### [Page text]
□ □ □ □

Monday, July 19, 2010

Drench My Soul In Shades of Gold


I encounter them everyday, those people walking with their heads down, counting the cracks in the concrete. They avoid eye contact and they do not smile at all except for the occasional world-weary grimace that reeks of cynicism and mistrust.


They have been judged, or ridiculed, or dismissed, or betrayed. They have been the casualty in the torrid affair. The pawn in the game. The loser, the prey, the fool, the target.


They wear their pain like a thick, twisted shawl, enveloping themselves within it as their wounds fester and multiply like a relentless cancer intent on destroying its dwelling.


They have forgotten what it feels like to be open and vulnerable. They have learned to expect the heartache, the deception, the stab in the back. Their defenses are up. They are armed and dangerous.


I have lived among them, these Walking Wounded. I have been their kind.


I suspect we all have, at some point or another. We are flawed human beings and, as such, we get lost in our own delusions, become consumed by ego-driven determination and, intentionally or not, we hurt each other.


And we carry the hurt like a badge that states, “I have been hurt. I have hurt others. Stay away.”


We erect walls around ourselves, solid and durable and nearly impenetrable. We speak with spite and regard others with suspicion. We repeat the same story again and again, embellishing the details every time, clearly drawing the line between villain and victim. We refuse to forget. We especially refuse to forgive.


We falsely believe that forgiving means denying the pain that we’ve suffered and letting the offender off the hook. So we latch on to those old injuries and insults because we have been unjustly harmed and we want the perpetrator to pay.


But the perpetrator doesn’t pay. We pay. And the tighter our grip on the pain of the past, the higher the price we pay.

□ □ □ □

### [Dataset entries]
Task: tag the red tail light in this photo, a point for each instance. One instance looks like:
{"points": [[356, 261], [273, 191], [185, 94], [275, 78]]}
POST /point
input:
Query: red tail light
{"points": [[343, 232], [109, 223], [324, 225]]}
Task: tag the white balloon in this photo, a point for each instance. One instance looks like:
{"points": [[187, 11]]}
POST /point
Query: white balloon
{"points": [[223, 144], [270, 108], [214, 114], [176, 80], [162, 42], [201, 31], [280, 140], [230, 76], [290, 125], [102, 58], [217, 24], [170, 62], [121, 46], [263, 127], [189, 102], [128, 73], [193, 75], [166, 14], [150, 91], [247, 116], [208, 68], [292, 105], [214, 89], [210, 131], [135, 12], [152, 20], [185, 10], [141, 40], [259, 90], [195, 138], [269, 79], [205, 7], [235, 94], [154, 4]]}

□ □ □ □

### [Problems to solve]
1. In the blog post about forgiveness, what are the people walking with their heads down counting?
2. For each statement about the blog post on forgiveness, say whether it agrees with the post: (a) the post holds that forgiving means denying the pain one has suffered; (b) the writer says they have been one of the Walking Wounded; (c) the post says the perpetrator is the one who pays for holding on to old injuries.

### [Results in order]
1. The cracks in the concrete.

2.
(a) No: "We falsely believe that forgiving means denying the pain that we’ve suffered and letting the offender off the hook."
(b) Yes: "I have been their kind."
(c) No: "But the perpetrator doesn’t pay. We pay."